Restate the entries below word for word, omitting nothing.
-- start of DATA FOR PROCESSING --
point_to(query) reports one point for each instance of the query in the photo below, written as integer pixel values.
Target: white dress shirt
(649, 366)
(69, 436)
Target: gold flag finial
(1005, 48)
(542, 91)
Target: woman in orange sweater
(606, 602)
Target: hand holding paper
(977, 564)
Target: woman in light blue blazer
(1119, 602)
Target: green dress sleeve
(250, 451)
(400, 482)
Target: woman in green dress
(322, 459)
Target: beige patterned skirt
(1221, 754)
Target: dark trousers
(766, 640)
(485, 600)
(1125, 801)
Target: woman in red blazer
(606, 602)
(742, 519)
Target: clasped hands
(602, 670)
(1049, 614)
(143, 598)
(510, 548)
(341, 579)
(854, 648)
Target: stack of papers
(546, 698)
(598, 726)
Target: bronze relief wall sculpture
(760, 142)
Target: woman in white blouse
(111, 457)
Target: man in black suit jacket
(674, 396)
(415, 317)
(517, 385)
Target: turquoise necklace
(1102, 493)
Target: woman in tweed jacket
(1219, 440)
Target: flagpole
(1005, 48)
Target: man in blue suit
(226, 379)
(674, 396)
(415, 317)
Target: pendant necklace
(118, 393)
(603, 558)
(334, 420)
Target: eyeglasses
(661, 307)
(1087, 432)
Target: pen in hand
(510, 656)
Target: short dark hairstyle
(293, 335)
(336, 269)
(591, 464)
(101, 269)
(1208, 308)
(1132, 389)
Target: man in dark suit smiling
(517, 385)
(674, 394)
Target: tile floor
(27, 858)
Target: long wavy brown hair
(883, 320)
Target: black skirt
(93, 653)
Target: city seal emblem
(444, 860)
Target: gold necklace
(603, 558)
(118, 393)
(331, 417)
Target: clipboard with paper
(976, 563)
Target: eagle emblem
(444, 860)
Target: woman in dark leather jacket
-- end of DATA FOR PROCESSING --
» **ANSWER**
point_to(query) reports one point for each instance of the query in the photo below, written as integer pixel values.
Target: white dress shirt
(649, 366)
(69, 436)
Target: gold flag finial
(1005, 48)
(542, 91)
Target: woman in orange sweater
(606, 602)
Target: hand holding paper
(977, 564)
Target: woman in light blue blazer
(1119, 602)
Target: green dress sleeve
(250, 451)
(400, 482)
Target: woman in green dress
(322, 459)
Target: beige patterned skirt
(1221, 754)
Target: dark trousers
(766, 640)
(485, 600)
(1125, 801)
Target: woman in red blazer
(606, 602)
(742, 519)
Target: clasped hands
(602, 670)
(1049, 614)
(143, 598)
(510, 548)
(341, 579)
(854, 648)
Target: stack of papers
(546, 698)
(598, 726)
Target: bronze relief wall sculpture
(760, 142)
Target: woman in white blouse
(111, 457)
Target: man in black suit jacket
(674, 396)
(415, 317)
(517, 385)
Target: turquoise necklace
(1102, 493)
Target: woman in tweed jacket
(1219, 440)
Target: flagpole
(1005, 48)
Target: man in blue suit
(226, 379)
(674, 396)
(415, 317)
Target: pendant necklace
(118, 393)
(603, 558)
(334, 420)
Target: eyeglasses
(661, 307)
(1087, 432)
Target: pen in hand
(510, 656)
Target: short dark hairstyle
(293, 335)
(336, 269)
(591, 464)
(101, 269)
(1208, 308)
(1132, 389)
Target: man in dark suit smiling
(517, 385)
(674, 394)
Target: tile floor
(27, 858)
Target: long wavy brown hair
(883, 320)
Target: black skirt
(93, 653)
Target: city seal emblem
(444, 860)
Target: gold necklace
(603, 558)
(118, 393)
(331, 417)
Target: clipboard with paper
(976, 563)
Target: eagle emblem
(444, 860)
Target: woman in dark leather jacket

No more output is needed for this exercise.